***** Raw data

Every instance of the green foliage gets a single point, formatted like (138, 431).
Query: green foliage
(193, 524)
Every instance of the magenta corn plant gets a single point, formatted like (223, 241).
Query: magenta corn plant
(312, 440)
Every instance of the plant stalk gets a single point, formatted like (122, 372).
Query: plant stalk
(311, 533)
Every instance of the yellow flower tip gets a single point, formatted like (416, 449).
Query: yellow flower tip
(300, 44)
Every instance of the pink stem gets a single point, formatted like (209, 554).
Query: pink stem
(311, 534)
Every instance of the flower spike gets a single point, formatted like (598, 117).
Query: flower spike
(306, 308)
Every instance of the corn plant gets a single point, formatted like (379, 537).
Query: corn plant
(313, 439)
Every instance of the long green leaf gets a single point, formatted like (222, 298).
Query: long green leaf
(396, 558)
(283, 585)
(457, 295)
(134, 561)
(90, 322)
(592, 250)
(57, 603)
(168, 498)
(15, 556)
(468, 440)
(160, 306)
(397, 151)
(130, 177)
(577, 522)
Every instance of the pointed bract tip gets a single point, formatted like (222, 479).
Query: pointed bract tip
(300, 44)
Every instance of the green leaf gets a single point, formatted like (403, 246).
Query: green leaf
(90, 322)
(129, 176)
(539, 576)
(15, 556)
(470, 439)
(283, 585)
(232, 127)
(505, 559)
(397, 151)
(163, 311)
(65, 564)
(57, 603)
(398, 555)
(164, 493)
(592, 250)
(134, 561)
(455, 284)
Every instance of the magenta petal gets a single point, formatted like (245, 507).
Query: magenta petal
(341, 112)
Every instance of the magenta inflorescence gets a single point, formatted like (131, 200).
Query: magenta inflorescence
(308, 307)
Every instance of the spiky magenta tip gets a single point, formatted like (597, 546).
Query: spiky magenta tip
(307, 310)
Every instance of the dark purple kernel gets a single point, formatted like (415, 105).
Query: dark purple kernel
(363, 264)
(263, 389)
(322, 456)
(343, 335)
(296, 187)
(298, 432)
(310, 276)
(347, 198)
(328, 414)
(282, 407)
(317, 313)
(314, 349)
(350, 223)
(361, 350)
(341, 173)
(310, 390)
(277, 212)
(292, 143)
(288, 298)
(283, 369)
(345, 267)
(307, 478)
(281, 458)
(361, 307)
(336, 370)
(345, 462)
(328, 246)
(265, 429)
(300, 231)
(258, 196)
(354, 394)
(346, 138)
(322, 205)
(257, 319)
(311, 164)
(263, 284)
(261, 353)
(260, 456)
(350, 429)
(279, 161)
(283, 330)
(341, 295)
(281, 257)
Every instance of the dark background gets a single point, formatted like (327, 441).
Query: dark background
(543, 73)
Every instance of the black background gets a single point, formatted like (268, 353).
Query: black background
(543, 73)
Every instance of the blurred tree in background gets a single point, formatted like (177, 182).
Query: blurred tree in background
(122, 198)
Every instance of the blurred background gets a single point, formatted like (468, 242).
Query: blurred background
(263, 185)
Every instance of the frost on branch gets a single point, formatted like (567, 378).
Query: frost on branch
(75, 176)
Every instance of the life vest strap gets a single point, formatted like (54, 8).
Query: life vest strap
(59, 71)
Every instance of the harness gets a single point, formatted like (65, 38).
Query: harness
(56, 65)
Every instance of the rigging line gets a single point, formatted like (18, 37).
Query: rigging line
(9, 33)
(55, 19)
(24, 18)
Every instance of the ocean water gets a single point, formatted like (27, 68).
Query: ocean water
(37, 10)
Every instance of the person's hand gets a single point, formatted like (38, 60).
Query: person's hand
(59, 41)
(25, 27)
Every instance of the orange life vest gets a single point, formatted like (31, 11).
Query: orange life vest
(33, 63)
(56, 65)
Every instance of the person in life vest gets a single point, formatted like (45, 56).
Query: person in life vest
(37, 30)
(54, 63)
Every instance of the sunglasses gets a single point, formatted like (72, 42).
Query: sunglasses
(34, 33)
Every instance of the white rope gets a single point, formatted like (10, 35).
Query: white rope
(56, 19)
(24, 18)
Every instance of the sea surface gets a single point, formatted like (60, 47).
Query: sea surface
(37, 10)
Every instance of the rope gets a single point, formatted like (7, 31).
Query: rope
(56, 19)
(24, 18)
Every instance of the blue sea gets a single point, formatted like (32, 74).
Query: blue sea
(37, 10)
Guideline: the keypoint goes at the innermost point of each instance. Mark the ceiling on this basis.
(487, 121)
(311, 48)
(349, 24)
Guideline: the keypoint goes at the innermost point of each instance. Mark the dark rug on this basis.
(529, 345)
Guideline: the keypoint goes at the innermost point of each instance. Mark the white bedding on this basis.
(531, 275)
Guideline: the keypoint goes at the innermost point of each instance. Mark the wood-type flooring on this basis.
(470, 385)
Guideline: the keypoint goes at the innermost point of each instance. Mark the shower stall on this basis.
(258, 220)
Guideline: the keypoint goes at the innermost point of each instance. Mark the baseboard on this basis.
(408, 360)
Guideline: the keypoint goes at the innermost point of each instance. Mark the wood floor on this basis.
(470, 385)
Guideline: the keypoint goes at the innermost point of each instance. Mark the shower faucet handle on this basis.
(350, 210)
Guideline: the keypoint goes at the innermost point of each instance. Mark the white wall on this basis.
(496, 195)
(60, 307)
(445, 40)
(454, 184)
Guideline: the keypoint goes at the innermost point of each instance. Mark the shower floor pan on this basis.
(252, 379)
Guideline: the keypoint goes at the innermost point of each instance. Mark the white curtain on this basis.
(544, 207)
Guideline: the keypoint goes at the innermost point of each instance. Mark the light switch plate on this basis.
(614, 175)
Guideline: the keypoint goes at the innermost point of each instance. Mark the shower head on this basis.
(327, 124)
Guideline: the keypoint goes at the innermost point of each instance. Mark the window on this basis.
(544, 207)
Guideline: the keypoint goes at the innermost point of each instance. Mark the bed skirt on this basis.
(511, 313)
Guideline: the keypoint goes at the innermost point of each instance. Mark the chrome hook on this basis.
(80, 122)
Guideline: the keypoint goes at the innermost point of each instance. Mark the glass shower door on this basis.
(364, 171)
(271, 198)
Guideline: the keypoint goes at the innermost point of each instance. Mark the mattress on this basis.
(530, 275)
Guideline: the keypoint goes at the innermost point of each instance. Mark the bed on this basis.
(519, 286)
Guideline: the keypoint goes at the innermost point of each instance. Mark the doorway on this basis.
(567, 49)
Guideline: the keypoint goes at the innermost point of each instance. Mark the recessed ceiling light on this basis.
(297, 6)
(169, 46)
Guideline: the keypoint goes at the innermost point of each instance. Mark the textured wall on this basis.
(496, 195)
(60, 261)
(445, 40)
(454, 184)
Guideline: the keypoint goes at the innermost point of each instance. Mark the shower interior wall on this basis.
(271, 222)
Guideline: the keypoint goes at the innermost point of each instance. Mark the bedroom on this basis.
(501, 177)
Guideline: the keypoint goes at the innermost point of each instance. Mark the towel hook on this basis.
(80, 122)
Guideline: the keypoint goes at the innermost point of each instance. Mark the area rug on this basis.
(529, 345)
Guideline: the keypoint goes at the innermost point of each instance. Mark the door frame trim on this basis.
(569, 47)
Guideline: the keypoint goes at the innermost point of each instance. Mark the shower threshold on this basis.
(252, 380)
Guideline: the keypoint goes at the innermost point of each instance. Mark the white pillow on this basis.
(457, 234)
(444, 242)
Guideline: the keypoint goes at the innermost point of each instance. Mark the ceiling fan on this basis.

**********

Please transcribe the data shown above in full, exactly as it stands.

Your response.
Every instance of the green foliage gets a single point, formatted like (138, 431).
Query: green foliage
(193, 524)
Every instance of the magenta corn plant gets a single point, formatted like (223, 241).
Query: magenta corn plant
(312, 440)
Every instance of the plant stalk gets a single point, formatted like (122, 372).
Query: plant stalk
(311, 533)
Every instance of the yellow flower tip gets a single point, formatted like (416, 449).
Query: yellow flower tip
(300, 44)
Every instance of the pink stem gets a single point, formatted like (209, 554).
Query: pink stem
(311, 534)
Every instance of the flower spike gets a single point, formatted like (598, 117).
Query: flower spike
(306, 308)
Every instance of the corn plant gets a single point, formatted like (379, 537).
Query: corn plant
(313, 439)
Every instance of the long green leaf gets a single point, formatted like (222, 298).
Query: long green leaf
(396, 558)
(283, 585)
(457, 295)
(134, 561)
(90, 322)
(592, 250)
(57, 603)
(168, 498)
(15, 556)
(468, 440)
(160, 306)
(397, 151)
(130, 177)
(577, 522)
Every instance of the pointed bract tip gets a single point, formatted like (222, 479).
Query: pointed bract tip
(300, 44)
Every instance of the green leaf gets a single point, formatted like (403, 246).
Query: green leaf
(90, 322)
(129, 176)
(539, 576)
(15, 556)
(470, 439)
(283, 585)
(232, 127)
(505, 559)
(397, 151)
(163, 311)
(65, 564)
(57, 603)
(398, 555)
(164, 493)
(592, 250)
(134, 561)
(455, 284)
Every instance of the magenta petal gets a single point, formatted like (245, 507).
Query: magenta petal
(341, 112)
Every instance of the magenta inflorescence gets a single point, formatted like (131, 200).
Query: magenta inflorescence
(308, 307)
Every instance of the spiky magenta tip gets a single point, formatted like (597, 546).
Query: spiky magenta tip
(307, 310)
Every instance of the dark purple kernel gets a single point, formatted like (415, 105).
Query: dark purple kernel
(363, 264)
(263, 389)
(322, 456)
(343, 335)
(296, 187)
(298, 432)
(310, 276)
(347, 198)
(328, 414)
(282, 407)
(317, 313)
(314, 349)
(350, 223)
(361, 350)
(341, 173)
(310, 390)
(277, 212)
(292, 143)
(288, 298)
(283, 369)
(345, 267)
(307, 478)
(281, 458)
(361, 307)
(336, 370)
(345, 462)
(328, 246)
(265, 429)
(300, 231)
(258, 196)
(354, 394)
(346, 138)
(322, 205)
(257, 319)
(311, 164)
(263, 284)
(261, 353)
(260, 456)
(350, 429)
(279, 161)
(283, 330)
(341, 295)
(281, 257)
Every instance of the dark background gets a single point, formatted like (327, 441).
Query: dark background
(543, 73)
Every instance of the black background gets a single point, formatted like (268, 353).
Query: black background
(543, 73)
Every instance of the blurred tree in background gets a single point, formatted like (177, 182).
Query: blurred tree in background
(122, 198)
Every instance of the blurred background gets a single point, formatted like (468, 242).
Query: blurred background
(263, 185)
Every instance of the frost on branch gets a single point, formatted like (567, 378).
Query: frost on branch
(75, 176)
Every instance of the life vest strap gets a single point, formatted like (54, 8).
Query: life vest strap
(59, 71)
Every instance of the harness gets a single point, formatted like (65, 38).
Query: harness
(56, 65)
Every instance of the rigging line gets a single point, formatted like (18, 37).
Query: rigging line
(9, 33)
(55, 19)
(24, 18)
Every instance of the ocean water gets a single point, formatted like (27, 68).
Query: ocean water
(37, 10)
Every instance of the person's hand gets a single point, formatted like (38, 60).
Query: person's hand
(59, 41)
(25, 27)
Every instance of the orange life vest gets a single point, formatted like (31, 11).
Query: orange life vest
(33, 63)
(56, 65)
Every instance of the person in life vest gets a single point, formatted like (45, 56).
Query: person in life vest
(37, 30)
(54, 63)
Every instance of the sunglasses gets a single point, formatted like (72, 42).
Query: sunglasses
(34, 33)
Every instance of the white rope gets a single point, formatted like (10, 35).
Query: white rope
(56, 19)
(24, 18)
Every instance of the sea surface gets a single point, formatted like (60, 47).
Query: sea surface
(37, 10)
Every instance of the rope gets a single point, formatted like (7, 31).
Query: rope
(56, 19)
(24, 18)
Every instance of the blue sea gets a single point, formatted like (32, 74).
Query: blue sea
(37, 10)
Guideline: the keypoint goes at the innermost point of each instance. Mark the ceiling on this basis.
(487, 121)
(311, 48)
(349, 24)
Guideline: the keypoint goes at the innermost point of each instance. Mark the dark rug on this basis.
(529, 345)
Guideline: the keypoint goes at the innermost point of each instance. Mark the white bedding on this basis.
(531, 275)
Guideline: the keypoint goes at the innermost point of each instance. Mark the wood-type flooring on this basis.
(470, 385)
Guideline: the keypoint goes at the innermost point of each instance. Mark the shower stall on this basis.
(258, 220)
Guideline: the keypoint goes at the innermost point of each instance. Mark the baseboard on this basis.
(408, 360)
Guideline: the keypoint goes at the innermost point of each instance. Mark the wood floor on this basis.
(470, 385)
Guideline: the keypoint goes at the innermost point of each instance. Mark the shower faucet handle on this basis.
(350, 210)
Guideline: the keypoint goes at the innermost point of each instance. Mark the white wall on this basis.
(496, 195)
(60, 307)
(445, 40)
(454, 184)
Guideline: the keypoint goes at the innermost point of each instance. Mark the shower floor pan on this basis.
(252, 379)
Guideline: the keypoint goes at the innermost point of each instance. Mark the white curtain on this basis.
(544, 207)
Guideline: the keypoint goes at the innermost point of each instance. Mark the light switch plate on this basis.
(614, 175)
Guideline: the keypoint goes at the innermost point of each instance. Mark the shower head on this basis.
(327, 124)
Guideline: the keypoint goes at the innermost point of each instance. Mark the window on this basis.
(544, 207)
Guideline: the keypoint goes at the innermost point of each instance. Mark the bed skirt on this basis.
(511, 313)
Guideline: the keypoint goes at the innermost point of each instance. Mark the chrome hook on this basis.
(80, 122)
Guideline: the keypoint goes at the innermost point of each instance. Mark the glass shower door on this basis.
(364, 171)
(271, 198)
Guideline: the keypoint goes at the innermost point of each instance. Mark the mattress on this basis.
(530, 275)
Guideline: the keypoint goes at the innermost point of each instance. Mark the bed on this basis.
(519, 286)
Guideline: the keypoint goes at the innermost point of each instance. Mark the doorway on this basis.
(567, 49)
Guideline: the keypoint goes at the innermost point of each instance. Mark the recessed ceiling light on this basis.
(297, 6)
(169, 46)
Guideline: the keypoint goes at the innermost point of each instance. Mark the textured wall on this basis.
(496, 195)
(60, 261)
(445, 40)
(454, 184)
Guideline: the keypoint goes at the innermost point of each instance. Mark the shower interior wall on this basis.
(271, 222)
Guideline: the keypoint goes at the innermost point of each instance. Mark the bedroom on this basis.
(501, 177)
Guideline: the keypoint goes at the innermost point of each instance. Mark the towel hook on this basis.
(80, 122)
Guideline: the keypoint goes at the innermost point of each instance. Mark the area rug on this basis.
(529, 345)
Guideline: the keypoint goes at the innermost point of each instance. Mark the door frame trim on this basis.
(569, 47)
Guideline: the keypoint goes at the innermost point of each instance. Mark the shower threshold on this basis.
(252, 380)
Guideline: the keypoint goes at the innermost point of each instance. Mark the white pillow on this basis.
(457, 234)
(444, 242)
Guideline: the keypoint goes at the innermost point of each instance. Mark the ceiling fan on this basis.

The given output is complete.